→ **The request**
Images must not appear in your copy; reproduce every other part of the records exactly.

** start of Material supplied **

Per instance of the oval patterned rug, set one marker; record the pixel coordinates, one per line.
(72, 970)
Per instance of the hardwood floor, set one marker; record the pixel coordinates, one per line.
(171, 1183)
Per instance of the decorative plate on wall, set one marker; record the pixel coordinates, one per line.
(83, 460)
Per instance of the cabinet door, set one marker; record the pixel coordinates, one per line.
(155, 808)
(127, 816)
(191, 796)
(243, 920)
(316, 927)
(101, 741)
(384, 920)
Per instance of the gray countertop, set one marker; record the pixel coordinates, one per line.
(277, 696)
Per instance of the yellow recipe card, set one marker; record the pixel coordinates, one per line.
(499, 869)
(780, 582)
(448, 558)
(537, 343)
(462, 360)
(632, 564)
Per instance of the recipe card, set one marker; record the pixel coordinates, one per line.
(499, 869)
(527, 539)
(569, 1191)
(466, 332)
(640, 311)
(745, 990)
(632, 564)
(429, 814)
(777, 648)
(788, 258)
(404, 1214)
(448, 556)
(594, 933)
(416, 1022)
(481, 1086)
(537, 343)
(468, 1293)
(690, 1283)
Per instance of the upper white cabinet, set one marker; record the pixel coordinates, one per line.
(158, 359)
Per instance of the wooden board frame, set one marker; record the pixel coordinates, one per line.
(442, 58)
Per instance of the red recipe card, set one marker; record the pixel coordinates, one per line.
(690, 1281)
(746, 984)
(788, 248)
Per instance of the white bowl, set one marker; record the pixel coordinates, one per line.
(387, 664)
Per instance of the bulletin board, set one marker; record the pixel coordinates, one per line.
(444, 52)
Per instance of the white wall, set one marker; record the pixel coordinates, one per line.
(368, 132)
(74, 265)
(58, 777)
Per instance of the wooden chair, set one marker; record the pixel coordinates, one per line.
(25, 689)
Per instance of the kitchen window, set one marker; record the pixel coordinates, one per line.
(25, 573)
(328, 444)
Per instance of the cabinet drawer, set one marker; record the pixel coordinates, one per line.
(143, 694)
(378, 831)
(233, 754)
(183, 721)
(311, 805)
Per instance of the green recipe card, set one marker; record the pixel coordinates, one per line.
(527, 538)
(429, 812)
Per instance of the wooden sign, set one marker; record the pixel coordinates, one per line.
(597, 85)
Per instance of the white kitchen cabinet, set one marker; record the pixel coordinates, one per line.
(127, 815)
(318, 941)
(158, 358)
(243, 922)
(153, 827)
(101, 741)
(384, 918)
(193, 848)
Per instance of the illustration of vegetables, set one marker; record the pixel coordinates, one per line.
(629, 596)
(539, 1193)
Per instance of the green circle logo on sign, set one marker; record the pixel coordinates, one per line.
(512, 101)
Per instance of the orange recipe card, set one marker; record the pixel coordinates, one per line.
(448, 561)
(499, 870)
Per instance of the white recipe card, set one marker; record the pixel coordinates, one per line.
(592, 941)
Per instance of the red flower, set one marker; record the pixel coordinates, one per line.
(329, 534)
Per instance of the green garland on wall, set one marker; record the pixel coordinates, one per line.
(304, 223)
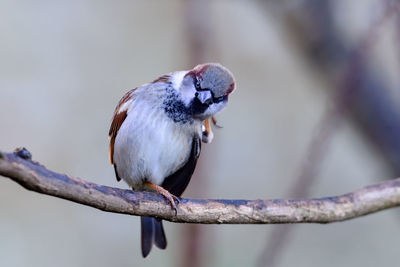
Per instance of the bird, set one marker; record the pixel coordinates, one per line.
(156, 134)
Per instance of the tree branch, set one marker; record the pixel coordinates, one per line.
(19, 167)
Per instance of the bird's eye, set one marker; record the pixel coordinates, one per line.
(197, 84)
(219, 99)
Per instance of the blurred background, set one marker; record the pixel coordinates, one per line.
(316, 113)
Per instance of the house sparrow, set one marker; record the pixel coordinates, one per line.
(156, 132)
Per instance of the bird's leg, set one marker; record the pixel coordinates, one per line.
(207, 132)
(170, 197)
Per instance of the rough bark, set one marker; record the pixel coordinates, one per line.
(19, 167)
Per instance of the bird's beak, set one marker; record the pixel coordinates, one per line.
(204, 97)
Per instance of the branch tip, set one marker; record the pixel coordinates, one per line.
(36, 177)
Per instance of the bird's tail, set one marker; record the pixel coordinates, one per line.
(152, 233)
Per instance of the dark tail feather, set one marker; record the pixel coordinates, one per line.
(152, 233)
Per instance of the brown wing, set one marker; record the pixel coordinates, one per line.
(120, 113)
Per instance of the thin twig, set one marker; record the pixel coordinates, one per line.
(33, 176)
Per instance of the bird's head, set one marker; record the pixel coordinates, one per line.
(205, 89)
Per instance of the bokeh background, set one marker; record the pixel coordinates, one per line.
(316, 113)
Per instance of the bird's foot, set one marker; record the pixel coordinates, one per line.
(173, 200)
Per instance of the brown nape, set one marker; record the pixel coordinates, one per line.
(163, 79)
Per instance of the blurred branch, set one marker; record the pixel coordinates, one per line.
(20, 168)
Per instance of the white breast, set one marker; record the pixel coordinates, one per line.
(150, 146)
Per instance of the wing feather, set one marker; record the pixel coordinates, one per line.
(120, 113)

** end of Material supplied **

→ **Final result**
Per instance of the oval patterned rug, set one marker; record the pixel coordinates, one per line.
(72, 970)
Per instance of the hardwood floor, set one marker; record the pixel coordinates, one per line.
(171, 1183)
Per instance of the decorative plate on wall, set one marker; record the pixel coordinates, one per line.
(83, 460)
Per instance of the cabinet door, set one marker; record the pixel coordinates, one per line.
(155, 808)
(127, 816)
(191, 796)
(243, 920)
(316, 927)
(101, 741)
(384, 920)
Per instance of the gray countertop, set one marker; record the pixel coordinates, one per line.
(277, 696)
Per instance of the yellow recipe card, set one marker; record the pixel coordinates, one per line.
(499, 869)
(780, 582)
(448, 558)
(537, 343)
(462, 360)
(632, 564)
Per instance of the recipe card, set one marker; record the pixel coordinates, one per line.
(499, 869)
(527, 539)
(569, 1191)
(466, 332)
(640, 311)
(745, 990)
(632, 564)
(429, 814)
(777, 648)
(788, 258)
(404, 1214)
(448, 556)
(594, 933)
(416, 1022)
(481, 1086)
(537, 343)
(468, 1293)
(690, 1283)
Per instance of the upper white cabinet, set one marker; record the pixel coordinates, one per line.
(158, 359)
Per instance of the wooden board frame, set one marker; record the pixel coordinates, one per line.
(442, 58)
Per instance of the red recipe card, set one marker; record the pixel coordinates, one per line.
(690, 1281)
(746, 984)
(788, 248)
Per instance of the white bowl, set one marker; record the pixel coordinates, one per line.
(387, 664)
Per instance of the bulletin board, set one marker; record the pixel coordinates, one per line.
(444, 52)
Per instance of the white wall, set one marker; record the pixel coordinates, one per line.
(368, 132)
(74, 265)
(58, 777)
Per instance of the wooden chair, set one marker; record the pixel coordinates, one per line.
(25, 689)
Per instance of the kitchen window, set one marker; record the pixel coordinates, one per line.
(25, 573)
(328, 444)
Per instance of the cabinet drawer, set one marker; record the pixel coordinates, one per line.
(143, 694)
(378, 831)
(233, 754)
(183, 721)
(311, 805)
Per instance of the green recipe card, set one marker; record the pixel coordinates, one per line.
(527, 538)
(429, 812)
Per instance of the wooden sign, set one marker; record the pixel coordinates, one per line.
(597, 85)
Per instance of the white kitchen cabinet, set one marker; record the pixel coordinates, one per line.
(127, 815)
(318, 941)
(158, 358)
(243, 922)
(153, 827)
(101, 741)
(384, 918)
(193, 848)
Per instance of the illustration of vegetables, set one marker; record the pixel coordinates, one per line.
(629, 596)
(539, 1193)
Per instance of the green circle logo on sign, set one marker; record the pixel coordinates, one per line.
(512, 101)
Per instance of the orange recipe card, set one marker; record the pixel coordinates, one per line.
(448, 561)
(499, 870)
Per instance of the white recipe card, set one marker; record the pixel coordinates, one per line.
(592, 941)
Per instance of the red flower, set one marker; record the pixel coordinates, one per line.
(329, 534)
Per instance of the green garland on wall, set one marker; record the pixel coordinates, one per line.
(304, 223)
Per instance of the bird, set one marker; record the pixel coordinates, one per line.
(156, 134)
Per instance of the tree branch, set one marker; record the pixel coordinates, one per line.
(19, 167)
Per instance of the bird's eye, set one marker; record the pixel coordinates, one per line.
(197, 84)
(219, 99)
Per instance of the blurred background, set one marker; record the pixel coordinates, one per line.
(316, 113)
Per instance of the house sparrow, set one marker; record the pixel coordinates, one per line.
(156, 132)
Per instance of the bird's leg, set one marker; record the pixel coordinates, one per line.
(207, 132)
(170, 197)
Per instance of the rough bark, set one marker; record the pixel coordinates, one per line.
(19, 167)
Per instance of the bird's beak, set one marker; record the pixel coordinates, one per line.
(204, 97)
Per instance of the branch tip, set one marker; record the pixel coordinates, one per line.
(36, 177)
Per instance of the bird's tail, set one marker; record the pixel coordinates, one per line.
(152, 233)
Per instance of the dark tail feather, set one marker; record the pixel coordinates, one per line.
(152, 233)
Per instance of the brown wing, set one marker; record the pixel coordinates, one per line.
(120, 113)
Per instance of the thin twig, set one marker; record the pixel coordinates, one per line.
(33, 176)
Per instance of the bird's head, set one marker; record the pixel coordinates, one per line.
(205, 89)
Per instance of the bokeh background, set one marker; record the pixel coordinates, one per line.
(316, 113)
Per instance of the bird's foot, set one marker; record the pixel coordinates, one per line.
(173, 200)
Per instance of the brown nape, set one marker; record the pixel coordinates, one per line.
(163, 79)
Per instance of the blurred branch, set one marker; record the pixel coordinates, one per line.
(20, 168)
Per instance of the white breast, set one marker; record the pixel coordinates, one per line.
(150, 146)
Per instance of the wing feather, set one marker; record the pixel coordinates, one per line.
(120, 113)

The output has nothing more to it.